Dataset content ▸
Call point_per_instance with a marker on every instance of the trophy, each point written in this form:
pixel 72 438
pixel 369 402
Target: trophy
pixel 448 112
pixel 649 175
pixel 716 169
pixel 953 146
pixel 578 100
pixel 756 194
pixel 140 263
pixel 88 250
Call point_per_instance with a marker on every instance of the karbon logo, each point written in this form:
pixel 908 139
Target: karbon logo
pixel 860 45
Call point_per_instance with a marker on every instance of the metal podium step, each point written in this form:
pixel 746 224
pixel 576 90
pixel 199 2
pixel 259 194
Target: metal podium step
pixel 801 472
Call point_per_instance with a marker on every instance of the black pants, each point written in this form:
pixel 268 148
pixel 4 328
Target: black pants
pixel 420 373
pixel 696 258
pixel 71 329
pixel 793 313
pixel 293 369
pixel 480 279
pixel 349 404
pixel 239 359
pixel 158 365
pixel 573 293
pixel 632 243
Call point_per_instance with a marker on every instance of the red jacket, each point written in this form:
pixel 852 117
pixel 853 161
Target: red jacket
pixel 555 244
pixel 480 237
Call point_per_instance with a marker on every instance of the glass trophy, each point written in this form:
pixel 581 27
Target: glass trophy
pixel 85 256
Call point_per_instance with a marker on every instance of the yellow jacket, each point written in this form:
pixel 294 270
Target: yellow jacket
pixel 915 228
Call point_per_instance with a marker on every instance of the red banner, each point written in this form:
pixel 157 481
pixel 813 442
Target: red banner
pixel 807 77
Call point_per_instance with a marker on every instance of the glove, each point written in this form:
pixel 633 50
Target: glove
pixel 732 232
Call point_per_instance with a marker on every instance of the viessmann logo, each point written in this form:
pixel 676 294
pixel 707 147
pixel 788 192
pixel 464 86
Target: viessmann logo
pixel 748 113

Instructions for the task ▸
Transcribe every record exactly, keeping each line as it is.

Answer box ▸
Call point_per_instance with a marker on every instance of the trophy, each point written in this form:
pixel 72 438
pixel 369 402
Target: trophy
pixel 448 112
pixel 649 175
pixel 716 169
pixel 953 146
pixel 578 100
pixel 756 194
pixel 140 263
pixel 88 250
Call point_per_instance with a marker on every instance of the karbon logo, each point written in this form:
pixel 908 139
Target: karbon logo
pixel 860 45
Call point_per_instance with a marker on every instance of the metal podium step, each point written in this form:
pixel 746 224
pixel 576 90
pixel 199 2
pixel 259 194
Target: metal podium step
pixel 801 472
Call point_per_instance with a marker on every instance of the black pants, each point written in this form:
pixel 268 148
pixel 4 328
Target: black pants
pixel 420 373
pixel 696 258
pixel 71 329
pixel 793 313
pixel 293 369
pixel 480 279
pixel 349 404
pixel 239 359
pixel 158 365
pixel 573 293
pixel 632 243
Call point_per_instance with a marker on every instance of the red jacket, each point written in this form:
pixel 852 117
pixel 853 161
Target: red jacket
pixel 555 244
pixel 480 237
Call point_per_instance with a marker on every instance of the glass trophy, each point written in this form:
pixel 581 27
Target: glass trophy
pixel 85 256
Call point_per_instance with a marker on every instance of the yellow jacket, each point written in this form:
pixel 294 270
Target: yellow jacket
pixel 915 228
Call point_per_instance with a marker on every instance of the red banner, each point written in this form:
pixel 157 481
pixel 813 442
Target: red banner
pixel 807 77
Call point_per_instance with a marker on every instance of the glove, each point written in this form:
pixel 633 50
Target: glove
pixel 732 232
Call point_per_instance with a marker on every instance of the viessmann logo, each point written in this form:
pixel 676 294
pixel 707 147
pixel 788 192
pixel 464 86
Target: viessmann logo
pixel 748 113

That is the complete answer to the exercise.